_Extract provided_
::::::::::
A Pageant that Made a Difference

A Pageant that Made a Difference

July 2021

This month, we feature a special opportunity for Native women.

Improving rapport between Whites and Natives

Lucy Yellowmule, a young Crow barrel racer from Wyola, Mont., galloped into the Sheridan WYO Rodeo July 6, 1951. Her horsemanship wowed the crowd and her selection as rodeo queen inspired creation of All American Indian Days and the Miss Indian America Pageant. These institutions, widely praised for improving relations among the races, lasted decades. Read more in Greg Nickerson’s article “The Miss Indian America Pageant in Sheridan, Wyoming.”

National Historic Trails Interpretive Center events and activities

The National Historic Trails Interpretive Center in Casper has planned a July packed with events. For more information on the center and all these items, visit the NHTIC web page.
 
July 3, Native American Artist Demonstration and Live Pioneer Music:
Gerald Cournoyer, member of the Oglala Sioux Tribe and accomplished painter, will demonstrate his art and Hank Cramer will provide live period banjo, guitar and vocal music.
 
July 4, patio talk: At 1 p.m. (inside) Daniel Mattern, “The History of Company I.”
 
July 10, Native American History Weekend: At 1 p.m. Willie LeClair, member of the Eastern Shoshone Tribe of the Wind River Indian Reservation, will present on Eastern Shoshone traditions and lifeways. 
 
July 11, Native American History Weekend: At 1 p.m. Donovin Sprague, a Minnicoujou Lakota from the Hump and Crazy Horse family and acclaimed author of 10 books, will present on Lakota and Cheyenne History on the Bozeman Trail & at Platte Bridge. Book signings will follow the presentation.
 
July 11, author presentation and book signing: At 3 p.m. Jerry Enzler will be at the Trails Center for a book signing and to present his new book, Jim Bridger: Trailblazer of the American West.
 
July 17, Songs from the Oregon Trail: At 1:00 p.m. the celebrated musical duo of “Buffalo Bill” and Dr. Jo will perform exciting songs about life on the Oregon Trail. 
 
July 17, trail trek: Trail sites near Fort Laramie and Guernsey, Wyo.
::::::::::
(Stored data entries)
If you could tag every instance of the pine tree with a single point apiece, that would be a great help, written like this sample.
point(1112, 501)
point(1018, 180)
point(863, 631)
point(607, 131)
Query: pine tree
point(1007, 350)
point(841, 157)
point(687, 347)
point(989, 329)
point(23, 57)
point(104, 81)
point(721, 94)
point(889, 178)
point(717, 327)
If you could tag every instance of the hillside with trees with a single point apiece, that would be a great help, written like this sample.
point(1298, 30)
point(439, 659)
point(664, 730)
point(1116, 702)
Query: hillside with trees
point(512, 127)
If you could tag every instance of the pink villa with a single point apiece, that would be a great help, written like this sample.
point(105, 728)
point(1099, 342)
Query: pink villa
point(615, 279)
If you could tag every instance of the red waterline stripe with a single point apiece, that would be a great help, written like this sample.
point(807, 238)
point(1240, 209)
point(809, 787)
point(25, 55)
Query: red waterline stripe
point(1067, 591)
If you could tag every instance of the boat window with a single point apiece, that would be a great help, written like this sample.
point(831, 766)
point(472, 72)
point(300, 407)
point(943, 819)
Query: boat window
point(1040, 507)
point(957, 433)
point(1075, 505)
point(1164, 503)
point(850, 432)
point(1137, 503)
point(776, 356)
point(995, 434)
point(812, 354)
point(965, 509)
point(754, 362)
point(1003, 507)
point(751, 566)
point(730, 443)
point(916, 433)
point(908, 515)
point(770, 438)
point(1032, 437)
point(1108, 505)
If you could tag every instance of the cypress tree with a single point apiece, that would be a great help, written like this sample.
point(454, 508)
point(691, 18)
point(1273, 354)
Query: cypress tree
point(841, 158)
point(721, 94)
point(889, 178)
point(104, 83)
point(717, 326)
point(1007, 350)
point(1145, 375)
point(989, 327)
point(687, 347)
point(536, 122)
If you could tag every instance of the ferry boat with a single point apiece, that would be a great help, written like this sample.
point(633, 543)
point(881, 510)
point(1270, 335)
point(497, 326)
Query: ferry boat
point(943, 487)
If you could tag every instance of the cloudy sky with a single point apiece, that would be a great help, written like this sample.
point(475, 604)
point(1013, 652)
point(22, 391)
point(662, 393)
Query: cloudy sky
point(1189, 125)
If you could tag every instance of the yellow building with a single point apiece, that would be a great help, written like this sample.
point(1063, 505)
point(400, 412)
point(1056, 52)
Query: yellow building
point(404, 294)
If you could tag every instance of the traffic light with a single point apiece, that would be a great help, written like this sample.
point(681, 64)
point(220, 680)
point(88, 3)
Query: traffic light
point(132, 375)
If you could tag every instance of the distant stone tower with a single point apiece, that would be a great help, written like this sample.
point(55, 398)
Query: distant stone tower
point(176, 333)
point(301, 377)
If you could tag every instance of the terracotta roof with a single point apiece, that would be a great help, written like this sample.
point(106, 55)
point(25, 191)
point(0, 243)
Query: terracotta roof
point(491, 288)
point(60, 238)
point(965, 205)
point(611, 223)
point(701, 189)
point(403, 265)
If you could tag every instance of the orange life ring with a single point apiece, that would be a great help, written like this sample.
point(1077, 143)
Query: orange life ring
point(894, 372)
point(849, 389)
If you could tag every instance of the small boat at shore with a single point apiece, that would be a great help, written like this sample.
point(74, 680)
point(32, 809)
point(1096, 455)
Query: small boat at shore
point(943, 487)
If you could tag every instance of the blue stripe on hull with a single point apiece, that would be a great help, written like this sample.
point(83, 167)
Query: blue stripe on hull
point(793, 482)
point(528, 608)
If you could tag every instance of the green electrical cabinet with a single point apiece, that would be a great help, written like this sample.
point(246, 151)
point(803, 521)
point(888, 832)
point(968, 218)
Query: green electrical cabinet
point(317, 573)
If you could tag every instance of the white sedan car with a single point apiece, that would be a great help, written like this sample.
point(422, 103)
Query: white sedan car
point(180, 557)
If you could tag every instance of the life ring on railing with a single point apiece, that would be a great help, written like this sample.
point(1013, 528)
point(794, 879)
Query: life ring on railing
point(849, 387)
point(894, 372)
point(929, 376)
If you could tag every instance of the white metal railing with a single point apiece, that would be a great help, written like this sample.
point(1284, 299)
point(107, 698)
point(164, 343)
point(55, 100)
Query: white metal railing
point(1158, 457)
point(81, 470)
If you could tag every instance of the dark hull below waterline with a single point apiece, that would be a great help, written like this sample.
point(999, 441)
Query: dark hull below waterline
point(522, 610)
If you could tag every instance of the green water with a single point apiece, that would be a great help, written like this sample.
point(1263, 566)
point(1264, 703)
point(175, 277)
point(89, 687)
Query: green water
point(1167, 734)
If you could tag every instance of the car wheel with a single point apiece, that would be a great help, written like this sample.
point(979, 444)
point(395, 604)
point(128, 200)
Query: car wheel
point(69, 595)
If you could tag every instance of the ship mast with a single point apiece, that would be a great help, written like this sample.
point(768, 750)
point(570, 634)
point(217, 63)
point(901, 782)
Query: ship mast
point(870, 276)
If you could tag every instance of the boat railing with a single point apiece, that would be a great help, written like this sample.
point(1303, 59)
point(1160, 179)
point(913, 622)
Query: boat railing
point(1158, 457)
::::::::::
_Tasks to carry out_
a – Edit the July 2021 feature's stretch from "National Historic Trails Interpretive Center events" through "traditions and lifeways.", putting "afternoon talk" in place of "patio talk".
b – In the July 2021 feature, which tribe is Gerald Cournoyer a member of?
c – Using the July 2021 feature, explain what led to the creation of All American Indian Days and the Miss Indian America Pageant.

_Answers to the tasks_
a –
National Historic Trails Interpretive Center events and activities

The National Historic Trails Interpretive Center in Casper has planned a July packed with events. For more information on the center and all these items, visit the NHTIC web page.
 
July 3, Native American Artist Demonstration and Live Pioneer Music:
Gerald Cournoyer, member of the Oglala Sioux Tribe and accomplished painter, will demonstrate his art and Hank Cramer will provide live period banjo, guitar and vocal music.
 
July 4, afternoon talk: At 1 p.m. (inside) Daniel Mattern, “The History of Company I.”
 
July 10, Native American History Weekend: At 1 p.m. Willie LeClair, member of the Eastern Shoshone Tribe of the Wind River Indian Reservation, will present on Eastern Shoshone traditions and lifeways.

b – The Oglala Sioux Tribe.

c – Lucy Yellowmule, a young Crow barrel racer from Wyola, Mont., wowed the crowd with her horsemanship at the Sheridan WYO Rodeo on July 6, 1951. Her selection as rodeo queen inspired the creation of both institutions.